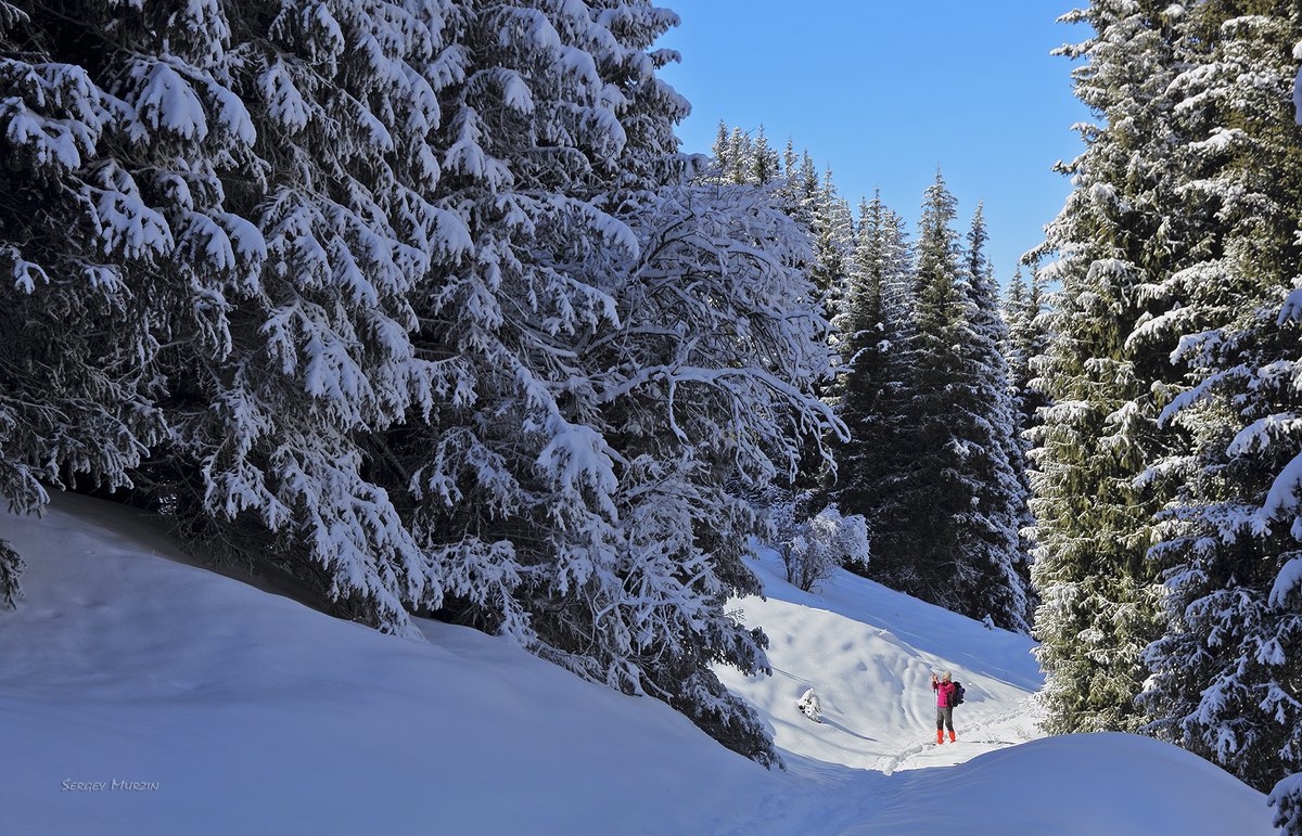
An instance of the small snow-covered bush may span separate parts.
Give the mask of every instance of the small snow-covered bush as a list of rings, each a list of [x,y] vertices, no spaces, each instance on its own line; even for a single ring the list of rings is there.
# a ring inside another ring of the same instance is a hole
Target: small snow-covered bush
[[[868,525],[862,514],[842,517],[836,505],[828,505],[812,518],[796,522],[786,508],[773,508],[773,522],[790,583],[810,591],[837,566],[867,568]]]
[[[1276,784],[1266,803],[1275,807],[1275,827],[1281,833],[1302,833],[1302,772]]]

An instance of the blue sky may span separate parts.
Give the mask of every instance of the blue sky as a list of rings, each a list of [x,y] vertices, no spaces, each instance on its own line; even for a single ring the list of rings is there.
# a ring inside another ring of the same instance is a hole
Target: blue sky
[[[708,151],[719,120],[806,147],[852,206],[881,188],[910,221],[940,165],[966,232],[986,202],[1000,283],[1042,240],[1069,191],[1051,171],[1088,112],[1073,63],[1049,56],[1086,27],[1055,23],[1070,0],[661,0],[682,18],[664,78],[693,105],[684,150]]]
▬▬▬▬▬▬▬▬▬▬
Instructions for the task: Please write out all of the records above again line for line, with nothing changed, and leave out the pictures.

The completed task:
An instance of the small snow-covered bush may span separate parts.
Give the mask of every instance of the small snow-covered bush as a list of rings, each a list of [x,y] vertices, no spaces, each instance on its own line; even for a single ring the list of rings is there.
# a ring inside another ring of the same instance is a hole
Target: small snow-covered bush
[[[868,525],[862,514],[842,517],[836,505],[828,505],[812,518],[796,522],[786,508],[773,508],[773,522],[790,583],[810,591],[837,566],[867,568]]]
[[[1276,784],[1266,803],[1275,807],[1275,827],[1281,833],[1302,833],[1302,772]]]

An instance of the blue sky may span separate parts.
Give the mask of every instance of the blue sky as a list of rings, each a list of [x,y] vertices, no spaces, each instance on its own line; even for a single ring the list of rings is there.
# a ring inside another ring of the same instance is a hole
Target: blue sky
[[[708,151],[719,120],[806,147],[852,206],[881,188],[910,221],[940,165],[966,232],[986,202],[1000,283],[1042,240],[1069,191],[1051,171],[1088,112],[1073,63],[1049,56],[1086,27],[1055,23],[1070,0],[661,0],[682,18],[664,78],[693,105],[684,150]]]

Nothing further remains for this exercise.